PROBLEM REQUIREMENTS:
Could you return the data below exactly as it appears?

Records excerpted from a collection
__________________________________________________

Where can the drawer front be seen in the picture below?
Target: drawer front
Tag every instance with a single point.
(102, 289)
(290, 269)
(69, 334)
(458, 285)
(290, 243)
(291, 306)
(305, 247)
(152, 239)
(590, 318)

__________________________________________________

SOLUTION TO THIS PROBLEM:
Where can the drawer front be seen in the picture below?
Target: drawer front
Tag every instance with a single point.
(102, 289)
(290, 269)
(69, 334)
(458, 285)
(290, 243)
(291, 306)
(305, 247)
(152, 239)
(590, 318)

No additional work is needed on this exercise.